# Directive:
Reproduce the stretch of material from its start through the line containing "M134 112L134 114L136", replacing "small green flower" with "tiny green blossom" and leaving everything else unchanged. Omit the pictures from your answer.

..............................

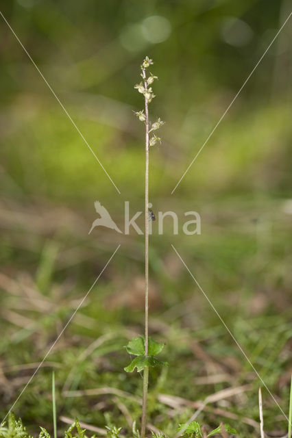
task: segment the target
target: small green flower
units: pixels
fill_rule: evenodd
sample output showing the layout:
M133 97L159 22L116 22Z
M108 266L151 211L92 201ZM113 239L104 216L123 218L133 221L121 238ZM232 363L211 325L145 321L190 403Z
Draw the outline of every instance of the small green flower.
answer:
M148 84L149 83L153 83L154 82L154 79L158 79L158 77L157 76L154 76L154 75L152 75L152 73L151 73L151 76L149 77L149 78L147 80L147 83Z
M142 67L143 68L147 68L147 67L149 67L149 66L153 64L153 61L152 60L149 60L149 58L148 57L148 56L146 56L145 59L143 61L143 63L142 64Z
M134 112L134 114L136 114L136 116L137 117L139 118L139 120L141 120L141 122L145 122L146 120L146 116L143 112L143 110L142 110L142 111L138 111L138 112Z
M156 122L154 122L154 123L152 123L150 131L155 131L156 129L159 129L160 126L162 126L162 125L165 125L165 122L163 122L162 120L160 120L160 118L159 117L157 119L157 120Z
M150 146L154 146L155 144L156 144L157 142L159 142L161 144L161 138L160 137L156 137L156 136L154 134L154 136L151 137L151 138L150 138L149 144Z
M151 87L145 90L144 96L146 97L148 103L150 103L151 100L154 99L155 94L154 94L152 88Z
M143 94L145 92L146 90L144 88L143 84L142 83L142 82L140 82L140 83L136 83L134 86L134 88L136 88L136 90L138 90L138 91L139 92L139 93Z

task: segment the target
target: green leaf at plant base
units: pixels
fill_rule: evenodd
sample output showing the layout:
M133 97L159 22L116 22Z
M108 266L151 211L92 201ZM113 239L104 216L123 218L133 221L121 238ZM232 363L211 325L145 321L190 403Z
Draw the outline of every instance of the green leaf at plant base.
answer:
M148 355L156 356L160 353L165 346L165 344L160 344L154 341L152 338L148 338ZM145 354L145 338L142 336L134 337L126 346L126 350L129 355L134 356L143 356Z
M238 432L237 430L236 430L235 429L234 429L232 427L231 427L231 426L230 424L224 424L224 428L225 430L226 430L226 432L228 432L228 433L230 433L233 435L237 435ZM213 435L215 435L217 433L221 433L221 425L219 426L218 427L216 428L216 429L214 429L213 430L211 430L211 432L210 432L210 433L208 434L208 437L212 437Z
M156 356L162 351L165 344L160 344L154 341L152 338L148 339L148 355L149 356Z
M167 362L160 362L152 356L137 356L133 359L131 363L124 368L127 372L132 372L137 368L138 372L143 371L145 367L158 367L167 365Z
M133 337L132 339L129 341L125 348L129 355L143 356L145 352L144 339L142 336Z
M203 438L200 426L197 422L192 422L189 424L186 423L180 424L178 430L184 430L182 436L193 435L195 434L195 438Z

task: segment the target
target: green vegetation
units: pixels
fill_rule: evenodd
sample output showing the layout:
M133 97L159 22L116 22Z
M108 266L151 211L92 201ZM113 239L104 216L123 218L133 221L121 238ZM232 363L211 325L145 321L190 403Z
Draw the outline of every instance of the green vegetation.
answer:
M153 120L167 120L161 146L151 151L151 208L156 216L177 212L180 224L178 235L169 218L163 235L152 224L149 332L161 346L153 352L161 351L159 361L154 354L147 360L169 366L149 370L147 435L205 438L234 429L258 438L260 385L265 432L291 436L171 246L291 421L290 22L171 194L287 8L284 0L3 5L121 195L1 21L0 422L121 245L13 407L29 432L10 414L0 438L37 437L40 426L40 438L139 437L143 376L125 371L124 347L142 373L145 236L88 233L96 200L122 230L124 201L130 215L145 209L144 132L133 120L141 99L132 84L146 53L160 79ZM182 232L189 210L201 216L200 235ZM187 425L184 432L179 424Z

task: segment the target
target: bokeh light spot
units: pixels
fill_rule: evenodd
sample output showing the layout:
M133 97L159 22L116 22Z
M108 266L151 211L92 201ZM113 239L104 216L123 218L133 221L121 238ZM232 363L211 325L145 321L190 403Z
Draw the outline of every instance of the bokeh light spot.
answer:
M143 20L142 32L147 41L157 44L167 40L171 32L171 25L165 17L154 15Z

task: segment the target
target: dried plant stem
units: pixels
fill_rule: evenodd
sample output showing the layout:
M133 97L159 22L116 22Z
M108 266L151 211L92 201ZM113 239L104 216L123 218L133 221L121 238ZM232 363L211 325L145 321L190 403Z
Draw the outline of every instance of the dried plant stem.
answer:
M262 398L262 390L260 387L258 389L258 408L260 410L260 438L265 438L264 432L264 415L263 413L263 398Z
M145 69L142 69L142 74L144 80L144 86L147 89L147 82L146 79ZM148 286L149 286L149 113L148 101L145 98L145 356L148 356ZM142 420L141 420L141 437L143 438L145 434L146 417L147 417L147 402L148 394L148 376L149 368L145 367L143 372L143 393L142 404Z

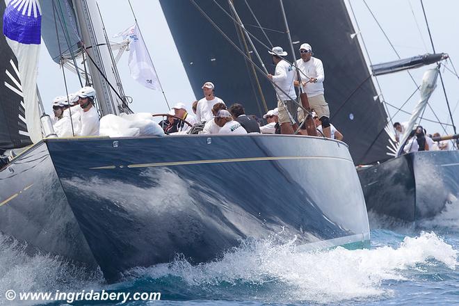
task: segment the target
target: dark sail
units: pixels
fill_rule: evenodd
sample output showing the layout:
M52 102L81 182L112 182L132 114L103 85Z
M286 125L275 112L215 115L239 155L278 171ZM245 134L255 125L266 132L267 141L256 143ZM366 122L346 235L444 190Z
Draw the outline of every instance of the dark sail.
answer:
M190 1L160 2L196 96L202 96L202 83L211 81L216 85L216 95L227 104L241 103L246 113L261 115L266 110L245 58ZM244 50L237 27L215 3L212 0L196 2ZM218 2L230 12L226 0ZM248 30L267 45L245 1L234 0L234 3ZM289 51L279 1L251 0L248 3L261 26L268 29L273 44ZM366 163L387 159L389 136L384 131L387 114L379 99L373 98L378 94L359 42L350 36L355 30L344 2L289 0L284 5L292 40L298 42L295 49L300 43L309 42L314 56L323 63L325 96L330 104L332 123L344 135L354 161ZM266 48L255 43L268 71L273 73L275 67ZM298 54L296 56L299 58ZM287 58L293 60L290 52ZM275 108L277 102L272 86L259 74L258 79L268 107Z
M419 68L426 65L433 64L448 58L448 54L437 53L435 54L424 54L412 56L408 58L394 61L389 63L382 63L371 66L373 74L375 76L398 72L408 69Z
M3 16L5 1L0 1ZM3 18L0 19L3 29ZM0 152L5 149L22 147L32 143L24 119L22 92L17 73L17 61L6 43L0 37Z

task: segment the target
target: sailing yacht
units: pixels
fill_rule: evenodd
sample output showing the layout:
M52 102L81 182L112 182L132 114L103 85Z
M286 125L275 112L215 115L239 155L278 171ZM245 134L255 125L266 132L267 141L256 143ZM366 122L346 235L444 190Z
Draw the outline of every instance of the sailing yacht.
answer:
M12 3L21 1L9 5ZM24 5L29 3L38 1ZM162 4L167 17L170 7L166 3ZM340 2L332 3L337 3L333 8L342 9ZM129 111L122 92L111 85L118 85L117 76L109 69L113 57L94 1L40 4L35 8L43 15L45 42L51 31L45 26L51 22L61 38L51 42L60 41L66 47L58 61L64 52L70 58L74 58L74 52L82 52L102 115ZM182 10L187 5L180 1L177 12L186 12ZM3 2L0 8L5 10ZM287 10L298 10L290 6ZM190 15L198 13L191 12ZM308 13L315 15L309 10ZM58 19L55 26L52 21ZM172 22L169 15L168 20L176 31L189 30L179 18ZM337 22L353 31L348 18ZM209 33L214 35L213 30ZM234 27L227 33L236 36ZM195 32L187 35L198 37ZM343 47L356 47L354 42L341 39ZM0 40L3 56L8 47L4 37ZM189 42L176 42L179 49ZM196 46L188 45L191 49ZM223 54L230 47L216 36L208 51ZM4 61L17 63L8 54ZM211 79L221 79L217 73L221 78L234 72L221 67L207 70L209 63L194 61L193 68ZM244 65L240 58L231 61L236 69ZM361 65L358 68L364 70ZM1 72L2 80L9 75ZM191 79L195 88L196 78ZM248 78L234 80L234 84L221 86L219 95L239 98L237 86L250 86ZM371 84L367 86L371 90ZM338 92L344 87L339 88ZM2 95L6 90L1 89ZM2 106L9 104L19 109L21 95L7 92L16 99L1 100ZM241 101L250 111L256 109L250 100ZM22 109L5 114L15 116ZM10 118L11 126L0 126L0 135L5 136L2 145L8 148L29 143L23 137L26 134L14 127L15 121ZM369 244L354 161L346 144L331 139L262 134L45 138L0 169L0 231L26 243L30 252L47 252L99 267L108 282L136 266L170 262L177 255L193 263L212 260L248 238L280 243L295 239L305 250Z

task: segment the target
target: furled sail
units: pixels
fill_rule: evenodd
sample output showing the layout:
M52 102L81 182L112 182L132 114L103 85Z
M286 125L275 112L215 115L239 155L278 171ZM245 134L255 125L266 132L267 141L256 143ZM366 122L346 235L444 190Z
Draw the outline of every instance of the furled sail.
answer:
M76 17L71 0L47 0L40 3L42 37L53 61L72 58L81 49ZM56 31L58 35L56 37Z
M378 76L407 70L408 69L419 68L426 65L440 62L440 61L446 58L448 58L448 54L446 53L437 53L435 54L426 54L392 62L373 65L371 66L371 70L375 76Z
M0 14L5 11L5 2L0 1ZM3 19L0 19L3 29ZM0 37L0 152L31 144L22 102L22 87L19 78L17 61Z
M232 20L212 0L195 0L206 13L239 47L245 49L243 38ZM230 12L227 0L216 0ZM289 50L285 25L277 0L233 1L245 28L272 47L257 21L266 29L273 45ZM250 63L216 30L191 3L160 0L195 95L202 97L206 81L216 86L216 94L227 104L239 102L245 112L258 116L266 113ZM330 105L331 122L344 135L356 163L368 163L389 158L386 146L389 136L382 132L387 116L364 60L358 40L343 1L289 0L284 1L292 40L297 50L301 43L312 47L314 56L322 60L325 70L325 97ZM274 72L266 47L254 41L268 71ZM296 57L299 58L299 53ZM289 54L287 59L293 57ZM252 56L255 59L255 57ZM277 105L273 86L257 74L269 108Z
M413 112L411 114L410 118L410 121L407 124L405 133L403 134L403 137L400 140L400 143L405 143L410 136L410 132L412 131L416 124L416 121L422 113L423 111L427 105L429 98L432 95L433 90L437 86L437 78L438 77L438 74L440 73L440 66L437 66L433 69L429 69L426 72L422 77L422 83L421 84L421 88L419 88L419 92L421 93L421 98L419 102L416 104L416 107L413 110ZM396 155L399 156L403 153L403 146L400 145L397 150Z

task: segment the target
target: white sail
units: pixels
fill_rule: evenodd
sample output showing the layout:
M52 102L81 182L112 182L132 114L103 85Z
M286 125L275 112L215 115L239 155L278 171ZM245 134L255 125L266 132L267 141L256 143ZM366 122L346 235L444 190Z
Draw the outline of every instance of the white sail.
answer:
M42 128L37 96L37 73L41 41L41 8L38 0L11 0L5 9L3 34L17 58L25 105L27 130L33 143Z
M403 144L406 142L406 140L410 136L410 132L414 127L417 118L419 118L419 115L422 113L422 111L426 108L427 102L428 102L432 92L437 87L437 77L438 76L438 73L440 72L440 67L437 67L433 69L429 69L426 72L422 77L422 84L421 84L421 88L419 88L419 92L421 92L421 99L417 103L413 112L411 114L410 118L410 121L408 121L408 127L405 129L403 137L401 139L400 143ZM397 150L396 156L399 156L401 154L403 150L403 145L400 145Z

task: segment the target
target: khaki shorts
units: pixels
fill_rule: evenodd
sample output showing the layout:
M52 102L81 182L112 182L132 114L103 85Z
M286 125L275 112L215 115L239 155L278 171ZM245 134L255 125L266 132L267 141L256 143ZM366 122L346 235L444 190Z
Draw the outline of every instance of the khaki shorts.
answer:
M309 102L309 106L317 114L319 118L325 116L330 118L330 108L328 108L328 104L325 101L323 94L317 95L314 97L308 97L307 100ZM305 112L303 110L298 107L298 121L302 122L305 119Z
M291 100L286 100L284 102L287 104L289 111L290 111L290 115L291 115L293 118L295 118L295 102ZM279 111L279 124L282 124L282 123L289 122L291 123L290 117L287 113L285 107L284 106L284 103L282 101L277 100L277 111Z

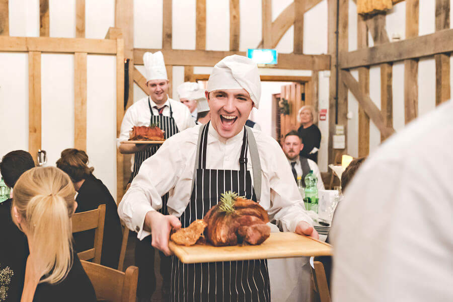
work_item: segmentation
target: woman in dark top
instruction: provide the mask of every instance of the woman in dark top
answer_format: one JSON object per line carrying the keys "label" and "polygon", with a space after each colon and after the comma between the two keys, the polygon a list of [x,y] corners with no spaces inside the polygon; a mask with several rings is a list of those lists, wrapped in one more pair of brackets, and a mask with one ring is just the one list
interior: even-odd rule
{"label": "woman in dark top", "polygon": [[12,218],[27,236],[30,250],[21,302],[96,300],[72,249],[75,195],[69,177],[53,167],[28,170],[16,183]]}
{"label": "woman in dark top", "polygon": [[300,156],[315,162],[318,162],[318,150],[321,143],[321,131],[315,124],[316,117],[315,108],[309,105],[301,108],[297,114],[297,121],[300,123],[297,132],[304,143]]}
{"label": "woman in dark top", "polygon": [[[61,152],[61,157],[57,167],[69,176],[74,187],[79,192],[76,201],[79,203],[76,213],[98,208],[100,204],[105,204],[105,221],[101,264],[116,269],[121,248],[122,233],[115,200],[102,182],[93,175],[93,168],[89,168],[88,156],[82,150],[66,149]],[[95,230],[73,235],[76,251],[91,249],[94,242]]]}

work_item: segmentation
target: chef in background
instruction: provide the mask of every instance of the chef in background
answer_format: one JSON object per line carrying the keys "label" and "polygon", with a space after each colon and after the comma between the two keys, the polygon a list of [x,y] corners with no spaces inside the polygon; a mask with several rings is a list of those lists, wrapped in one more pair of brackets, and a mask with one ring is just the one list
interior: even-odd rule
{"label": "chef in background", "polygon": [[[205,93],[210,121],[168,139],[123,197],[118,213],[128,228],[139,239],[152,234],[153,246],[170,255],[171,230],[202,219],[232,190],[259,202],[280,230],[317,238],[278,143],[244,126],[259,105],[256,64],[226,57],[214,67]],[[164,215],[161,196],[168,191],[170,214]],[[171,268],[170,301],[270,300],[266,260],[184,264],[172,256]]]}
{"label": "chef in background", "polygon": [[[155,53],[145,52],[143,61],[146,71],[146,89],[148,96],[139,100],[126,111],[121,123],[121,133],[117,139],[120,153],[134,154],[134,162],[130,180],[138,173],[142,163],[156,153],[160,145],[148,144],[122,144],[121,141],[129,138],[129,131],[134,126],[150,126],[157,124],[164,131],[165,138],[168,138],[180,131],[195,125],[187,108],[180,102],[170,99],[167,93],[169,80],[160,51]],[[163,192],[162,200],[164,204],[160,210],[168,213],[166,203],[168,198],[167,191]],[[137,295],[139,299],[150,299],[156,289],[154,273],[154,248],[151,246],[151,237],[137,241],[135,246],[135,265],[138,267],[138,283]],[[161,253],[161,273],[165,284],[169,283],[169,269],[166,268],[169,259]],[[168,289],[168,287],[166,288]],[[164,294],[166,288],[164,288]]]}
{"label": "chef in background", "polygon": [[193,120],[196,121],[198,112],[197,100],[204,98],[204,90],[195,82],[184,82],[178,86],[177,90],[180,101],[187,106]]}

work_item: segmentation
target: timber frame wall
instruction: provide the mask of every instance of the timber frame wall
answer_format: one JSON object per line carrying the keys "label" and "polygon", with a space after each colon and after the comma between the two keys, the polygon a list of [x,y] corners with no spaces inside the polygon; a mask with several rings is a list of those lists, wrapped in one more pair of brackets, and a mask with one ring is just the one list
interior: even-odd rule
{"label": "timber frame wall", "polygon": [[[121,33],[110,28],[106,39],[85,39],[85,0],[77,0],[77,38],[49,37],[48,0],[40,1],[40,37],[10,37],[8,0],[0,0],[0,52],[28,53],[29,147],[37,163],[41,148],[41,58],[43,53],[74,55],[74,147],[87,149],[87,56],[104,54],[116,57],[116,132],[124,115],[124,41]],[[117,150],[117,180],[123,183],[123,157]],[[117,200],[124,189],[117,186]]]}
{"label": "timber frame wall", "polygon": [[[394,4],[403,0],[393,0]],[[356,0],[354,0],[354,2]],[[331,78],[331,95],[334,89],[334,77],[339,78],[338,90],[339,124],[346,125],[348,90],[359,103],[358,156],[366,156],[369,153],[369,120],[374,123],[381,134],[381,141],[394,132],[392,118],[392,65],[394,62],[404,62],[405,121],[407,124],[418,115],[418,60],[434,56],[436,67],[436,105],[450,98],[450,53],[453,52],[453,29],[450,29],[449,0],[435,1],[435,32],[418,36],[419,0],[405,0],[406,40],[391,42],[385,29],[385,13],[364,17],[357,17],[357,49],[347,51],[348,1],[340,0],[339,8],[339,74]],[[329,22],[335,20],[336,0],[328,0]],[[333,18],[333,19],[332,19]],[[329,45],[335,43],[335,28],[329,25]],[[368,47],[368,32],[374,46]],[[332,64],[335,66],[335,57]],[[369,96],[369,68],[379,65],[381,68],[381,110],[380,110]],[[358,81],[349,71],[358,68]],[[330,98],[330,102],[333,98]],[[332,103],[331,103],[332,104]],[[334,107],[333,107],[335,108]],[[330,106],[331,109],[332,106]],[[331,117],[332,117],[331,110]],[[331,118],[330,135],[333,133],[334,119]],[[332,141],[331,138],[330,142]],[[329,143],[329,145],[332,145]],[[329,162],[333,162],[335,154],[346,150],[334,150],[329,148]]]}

..............................

# Task output:
task: segment the target
target: tiny green blossom
units: pixels
fill_rule: evenodd
sample output showing the layout:
M133 97L159 22L116 22Z
M108 266L151 211L92 201ZM113 239L104 216L123 218L133 221L121 238ZM232 363L211 325L145 321L190 403Z
Draw the outline of every instance of the tiny green blossom.
answer:
M148 84L149 83L153 83L154 82L154 79L158 79L158 77L157 76L154 76L154 75L152 75L152 73L151 73L151 76L149 77L149 78L147 80L147 83Z
M142 67L143 68L147 68L147 67L149 67L149 66L153 64L153 61L152 60L149 60L149 58L148 57L148 56L146 56L145 59L143 61L143 63L142 64Z
M134 112L134 114L136 114L136 116L137 117L139 118L139 120L141 120L141 122L145 122L146 120L146 116L143 112L143 110L142 110L142 111L138 111L138 112Z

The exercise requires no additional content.